▶ What is expected: Each line of the material should be retyped without alteration.
--------
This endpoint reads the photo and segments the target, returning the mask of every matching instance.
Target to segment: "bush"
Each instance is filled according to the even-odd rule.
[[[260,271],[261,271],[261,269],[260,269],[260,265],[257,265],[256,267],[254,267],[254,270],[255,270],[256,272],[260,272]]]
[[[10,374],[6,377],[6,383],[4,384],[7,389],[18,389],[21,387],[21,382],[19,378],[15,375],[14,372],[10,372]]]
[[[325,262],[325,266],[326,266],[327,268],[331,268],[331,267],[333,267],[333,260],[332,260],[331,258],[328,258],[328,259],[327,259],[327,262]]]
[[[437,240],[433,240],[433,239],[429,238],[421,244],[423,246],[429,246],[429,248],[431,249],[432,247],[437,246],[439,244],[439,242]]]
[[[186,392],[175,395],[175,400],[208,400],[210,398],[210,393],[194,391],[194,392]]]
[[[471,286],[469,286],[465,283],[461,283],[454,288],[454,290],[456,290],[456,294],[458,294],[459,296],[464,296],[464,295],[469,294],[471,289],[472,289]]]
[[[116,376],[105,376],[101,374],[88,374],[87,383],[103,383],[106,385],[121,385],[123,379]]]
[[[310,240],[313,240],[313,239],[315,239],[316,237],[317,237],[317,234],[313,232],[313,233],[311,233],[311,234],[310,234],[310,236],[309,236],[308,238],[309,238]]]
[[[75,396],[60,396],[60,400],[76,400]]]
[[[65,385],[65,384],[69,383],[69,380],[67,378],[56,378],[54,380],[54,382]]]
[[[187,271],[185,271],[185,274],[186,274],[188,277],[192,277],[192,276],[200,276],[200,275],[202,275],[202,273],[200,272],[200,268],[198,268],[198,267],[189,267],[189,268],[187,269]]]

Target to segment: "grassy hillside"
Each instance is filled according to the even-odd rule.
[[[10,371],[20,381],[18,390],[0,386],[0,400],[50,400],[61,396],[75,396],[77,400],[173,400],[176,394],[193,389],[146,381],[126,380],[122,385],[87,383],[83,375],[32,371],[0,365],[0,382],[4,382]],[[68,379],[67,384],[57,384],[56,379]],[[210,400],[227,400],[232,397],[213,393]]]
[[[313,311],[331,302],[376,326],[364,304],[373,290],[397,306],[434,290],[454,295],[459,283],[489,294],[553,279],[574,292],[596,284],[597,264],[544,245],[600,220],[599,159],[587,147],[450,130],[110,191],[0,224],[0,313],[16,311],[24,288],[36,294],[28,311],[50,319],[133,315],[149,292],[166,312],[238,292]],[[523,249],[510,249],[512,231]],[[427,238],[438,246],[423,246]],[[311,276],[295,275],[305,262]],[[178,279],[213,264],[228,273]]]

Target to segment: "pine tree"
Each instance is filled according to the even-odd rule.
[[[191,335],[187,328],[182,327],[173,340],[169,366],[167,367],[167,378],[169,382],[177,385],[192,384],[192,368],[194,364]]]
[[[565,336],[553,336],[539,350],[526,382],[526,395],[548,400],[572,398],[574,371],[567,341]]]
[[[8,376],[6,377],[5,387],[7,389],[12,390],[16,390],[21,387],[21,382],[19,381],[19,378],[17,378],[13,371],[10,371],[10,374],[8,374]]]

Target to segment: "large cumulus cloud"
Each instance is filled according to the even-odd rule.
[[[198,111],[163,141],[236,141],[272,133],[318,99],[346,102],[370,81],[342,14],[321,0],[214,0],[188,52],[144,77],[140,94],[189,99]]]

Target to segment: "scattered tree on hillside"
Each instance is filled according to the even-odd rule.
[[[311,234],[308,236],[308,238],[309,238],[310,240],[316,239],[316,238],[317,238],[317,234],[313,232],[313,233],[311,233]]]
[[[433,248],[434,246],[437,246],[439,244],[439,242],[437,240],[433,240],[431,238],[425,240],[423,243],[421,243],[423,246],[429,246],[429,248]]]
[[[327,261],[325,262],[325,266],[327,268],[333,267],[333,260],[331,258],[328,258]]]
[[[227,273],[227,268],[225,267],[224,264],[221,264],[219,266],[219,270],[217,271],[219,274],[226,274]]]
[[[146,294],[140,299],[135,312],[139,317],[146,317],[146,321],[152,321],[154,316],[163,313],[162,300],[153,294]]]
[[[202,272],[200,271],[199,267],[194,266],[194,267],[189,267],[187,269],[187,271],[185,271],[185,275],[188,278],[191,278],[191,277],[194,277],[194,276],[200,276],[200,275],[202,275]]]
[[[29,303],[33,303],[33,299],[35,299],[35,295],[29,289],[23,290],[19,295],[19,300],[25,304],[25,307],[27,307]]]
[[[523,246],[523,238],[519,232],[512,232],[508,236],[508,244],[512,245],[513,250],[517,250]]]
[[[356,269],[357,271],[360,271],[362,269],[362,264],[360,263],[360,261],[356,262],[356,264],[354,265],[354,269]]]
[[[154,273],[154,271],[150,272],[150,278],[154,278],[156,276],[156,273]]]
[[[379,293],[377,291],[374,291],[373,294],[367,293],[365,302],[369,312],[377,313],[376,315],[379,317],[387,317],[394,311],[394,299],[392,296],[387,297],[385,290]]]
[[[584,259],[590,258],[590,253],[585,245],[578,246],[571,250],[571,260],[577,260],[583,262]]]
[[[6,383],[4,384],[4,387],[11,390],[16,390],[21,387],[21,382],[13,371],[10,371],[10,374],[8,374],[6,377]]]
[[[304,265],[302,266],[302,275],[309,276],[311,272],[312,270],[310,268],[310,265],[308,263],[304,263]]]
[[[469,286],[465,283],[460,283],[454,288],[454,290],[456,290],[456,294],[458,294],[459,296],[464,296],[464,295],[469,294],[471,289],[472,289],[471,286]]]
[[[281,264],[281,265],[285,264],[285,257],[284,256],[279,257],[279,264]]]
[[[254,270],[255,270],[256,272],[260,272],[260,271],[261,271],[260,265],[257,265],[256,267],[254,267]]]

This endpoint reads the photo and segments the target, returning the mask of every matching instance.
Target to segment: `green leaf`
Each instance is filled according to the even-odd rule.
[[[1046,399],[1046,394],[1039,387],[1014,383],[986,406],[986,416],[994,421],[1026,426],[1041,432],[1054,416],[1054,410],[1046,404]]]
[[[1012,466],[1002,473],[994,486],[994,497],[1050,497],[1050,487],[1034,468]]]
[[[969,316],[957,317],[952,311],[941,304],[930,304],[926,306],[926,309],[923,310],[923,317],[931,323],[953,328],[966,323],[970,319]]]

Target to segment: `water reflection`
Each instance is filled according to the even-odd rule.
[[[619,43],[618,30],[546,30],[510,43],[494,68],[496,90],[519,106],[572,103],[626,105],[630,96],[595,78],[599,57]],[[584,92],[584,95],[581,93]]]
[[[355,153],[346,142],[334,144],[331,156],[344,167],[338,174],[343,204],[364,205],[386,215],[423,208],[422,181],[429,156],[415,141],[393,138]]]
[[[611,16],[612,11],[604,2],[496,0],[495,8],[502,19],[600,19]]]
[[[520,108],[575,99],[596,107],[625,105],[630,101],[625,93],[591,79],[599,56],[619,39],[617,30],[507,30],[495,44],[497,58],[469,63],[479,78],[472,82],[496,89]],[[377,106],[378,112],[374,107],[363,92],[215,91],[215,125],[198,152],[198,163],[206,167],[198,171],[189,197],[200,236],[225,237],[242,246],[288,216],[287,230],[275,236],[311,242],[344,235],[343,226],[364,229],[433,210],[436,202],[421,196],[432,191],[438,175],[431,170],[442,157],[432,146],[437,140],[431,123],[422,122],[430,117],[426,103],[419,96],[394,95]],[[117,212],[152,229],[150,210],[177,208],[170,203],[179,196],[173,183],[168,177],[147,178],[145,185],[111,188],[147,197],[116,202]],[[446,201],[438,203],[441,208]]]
--------
▶ Exercise solution:
This endpoint reads the photo and segments the target, returning the mask of every matching instance.
Target to segment: "bush"
Each instance is filled according to the even-odd rule.
[[[260,271],[261,271],[261,269],[260,269],[260,265],[257,265],[256,267],[254,267],[254,270],[255,270],[256,272],[260,272]]]
[[[10,374],[6,377],[6,383],[4,384],[7,389],[18,389],[21,387],[21,382],[19,378],[15,375],[14,372],[10,372]]]
[[[325,262],[325,266],[326,266],[327,268],[331,268],[331,267],[333,267],[333,260],[332,260],[331,258],[328,258],[328,259],[327,259],[327,262]]]
[[[437,240],[433,240],[433,239],[429,238],[421,244],[423,246],[429,246],[429,248],[431,249],[432,247],[437,246],[439,244],[439,242]]]
[[[186,392],[175,395],[175,400],[208,400],[210,398],[210,393],[194,391],[194,392]]]
[[[471,286],[469,286],[465,283],[461,283],[454,288],[454,290],[456,290],[456,294],[458,294],[459,296],[464,296],[464,295],[469,294],[471,289],[472,289]]]
[[[116,376],[105,376],[101,374],[88,374],[87,383],[103,383],[106,385],[121,385],[123,379]]]
[[[310,240],[313,240],[313,239],[315,239],[316,237],[317,237],[317,234],[313,232],[313,233],[311,233],[311,234],[310,234],[310,236],[309,236],[308,238],[309,238]]]
[[[75,396],[60,396],[60,400],[76,400]]]
[[[65,385],[65,384],[69,383],[69,380],[67,378],[56,378],[54,380],[54,382]]]
[[[187,271],[185,271],[185,274],[186,274],[188,277],[192,277],[192,276],[200,276],[200,275],[202,275],[202,273],[200,272],[200,268],[198,268],[198,267],[189,267],[189,268],[187,269]]]

Target to segment: "grassy hillside"
Each instance is filled according to the even-odd rule.
[[[10,371],[20,381],[18,390],[0,386],[0,400],[50,400],[61,396],[75,396],[77,400],[173,400],[176,394],[193,389],[146,381],[126,380],[122,385],[87,383],[83,375],[32,371],[0,365],[0,382],[4,382]],[[68,379],[67,384],[57,384],[56,379]],[[210,400],[227,400],[232,397],[213,393]]]
[[[313,311],[331,302],[376,326],[364,304],[373,290],[397,306],[434,290],[454,295],[459,283],[489,294],[553,279],[574,292],[596,284],[597,264],[544,245],[600,220],[599,159],[587,147],[450,130],[110,191],[0,224],[0,313],[16,311],[24,288],[36,294],[28,311],[50,319],[133,315],[149,292],[166,312],[238,292]],[[523,249],[510,249],[512,231]],[[427,238],[438,246],[423,246]],[[311,276],[295,275],[305,262]],[[178,279],[213,264],[228,273]]]

Target to segment: "pine tree"
Each instance is filled according to the even-odd rule.
[[[191,335],[187,328],[182,327],[173,340],[169,366],[167,367],[167,378],[169,382],[177,385],[192,384],[192,368],[194,364]]]
[[[565,336],[553,336],[539,350],[526,382],[526,395],[548,400],[572,398],[574,371],[567,341]]]
[[[8,376],[6,377],[5,387],[7,389],[12,390],[16,390],[21,387],[21,382],[19,381],[19,378],[17,378],[13,371],[10,371],[10,374],[8,374]]]

Target to segment: "large cumulus cloud"
Each instance is filled according to the even-odd rule.
[[[198,111],[163,141],[236,141],[272,133],[318,99],[346,102],[370,81],[342,14],[321,0],[214,0],[188,52],[144,77],[140,94],[189,99]]]

Target to segment: "scattered tree on hillside"
Each instance is filled according to the even-odd rule.
[[[311,234],[308,236],[308,238],[309,238],[310,240],[316,239],[316,238],[317,238],[317,234],[313,232],[313,233],[311,233]]]
[[[433,248],[434,246],[437,246],[439,244],[439,242],[437,240],[433,240],[431,238],[425,240],[423,243],[421,243],[423,246],[429,246],[429,248]]]
[[[327,261],[325,262],[325,266],[327,268],[333,267],[333,260],[331,258],[328,258]]]
[[[227,273],[227,268],[225,267],[224,264],[221,264],[219,266],[219,270],[217,271],[219,274],[226,274]]]
[[[146,294],[140,299],[135,312],[139,317],[146,317],[146,321],[152,321],[154,316],[163,313],[162,300],[153,294]]]
[[[202,272],[200,271],[199,267],[194,266],[194,267],[189,267],[187,269],[187,271],[185,271],[185,275],[188,278],[191,278],[191,277],[194,277],[194,276],[200,276],[200,275],[202,275]]]
[[[29,303],[33,303],[33,299],[35,299],[35,295],[29,289],[23,290],[19,295],[19,300],[25,304],[25,307],[27,307]]]
[[[523,246],[523,238],[519,232],[512,232],[508,236],[508,244],[512,245],[513,250],[517,250]]]
[[[356,269],[357,271],[360,271],[362,269],[362,264],[360,263],[360,261],[356,262],[356,264],[354,265],[354,269]]]
[[[154,273],[154,271],[150,272],[150,278],[154,278],[156,276],[156,273]]]
[[[379,293],[377,291],[374,291],[373,294],[367,293],[365,302],[369,312],[377,313],[376,315],[379,317],[387,317],[394,311],[394,299],[392,296],[387,297],[385,290]]]
[[[584,259],[590,258],[590,253],[585,245],[578,246],[571,250],[571,260],[577,260],[583,262]]]
[[[6,383],[4,384],[4,387],[11,390],[16,390],[21,387],[21,382],[13,371],[10,371],[10,374],[8,374],[6,377]]]
[[[304,265],[302,266],[302,275],[309,276],[311,272],[312,270],[310,268],[310,265],[308,263],[304,263]]]
[[[469,286],[465,283],[460,283],[454,288],[454,290],[456,290],[456,294],[458,294],[459,296],[464,296],[464,295],[469,294],[471,289],[472,289],[471,286]]]
[[[281,264],[281,265],[285,264],[285,257],[284,256],[279,257],[279,264]]]
[[[254,270],[255,270],[256,272],[260,272],[260,271],[261,271],[260,265],[257,265],[256,267],[254,267]]]

This endpoint reads the photo and segments the target, returning the mask of every matching instance.
Target to segment: `green leaf`
Each instance is filled according to the even-odd rule.
[[[1046,399],[1046,394],[1039,387],[1014,383],[986,406],[986,416],[994,421],[1026,426],[1041,432],[1054,416],[1054,410],[1046,404]]]
[[[1012,466],[1002,473],[994,486],[994,497],[1050,497],[1050,487],[1034,468]]]
[[[969,316],[957,317],[952,311],[941,304],[930,304],[926,306],[926,309],[923,310],[923,317],[931,323],[953,328],[966,323],[970,319]]]

Target to segment: `water reflection`
Each instance is filled according to the even-odd rule.
[[[619,43],[618,30],[546,30],[510,43],[494,68],[496,90],[519,106],[572,103],[626,105],[630,96],[595,78],[599,57]],[[584,92],[584,95],[581,93]]]
[[[355,153],[346,142],[334,144],[331,156],[344,167],[338,174],[343,204],[364,205],[386,215],[423,208],[422,181],[429,156],[415,141],[393,138]]]
[[[611,16],[612,11],[604,2],[496,0],[495,8],[502,19],[600,19]]]
[[[520,108],[575,99],[596,107],[625,105],[630,101],[625,93],[591,79],[599,56],[619,39],[617,30],[507,30],[495,44],[497,58],[469,63],[479,78],[472,82],[496,89]],[[377,106],[378,112],[374,107],[363,92],[215,91],[215,125],[198,152],[198,163],[206,167],[198,171],[189,197],[200,236],[225,237],[242,246],[288,216],[287,230],[275,236],[311,242],[344,235],[343,226],[364,229],[433,210],[436,202],[421,196],[432,191],[438,175],[431,170],[442,157],[432,146],[437,140],[431,123],[422,122],[430,117],[426,103],[419,96],[394,95]],[[117,212],[152,229],[150,210],[177,208],[170,203],[179,196],[173,183],[168,177],[147,178],[145,185],[111,188],[147,197],[116,202]],[[446,201],[438,203],[441,208]]]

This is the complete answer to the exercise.